Change "point" to "dot" in the material below, and write out all of it again with nothing else altered.

Records from a collection:
►

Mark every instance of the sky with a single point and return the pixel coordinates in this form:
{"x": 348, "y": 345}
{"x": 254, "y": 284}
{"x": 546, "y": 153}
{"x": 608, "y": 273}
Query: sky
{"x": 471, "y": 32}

◄

Solved exercise:
Mark every instance of the sky with a single dot and return the pixel coordinates in this form:
{"x": 348, "y": 345}
{"x": 254, "y": 284}
{"x": 546, "y": 153}
{"x": 608, "y": 273}
Query: sky
{"x": 471, "y": 32}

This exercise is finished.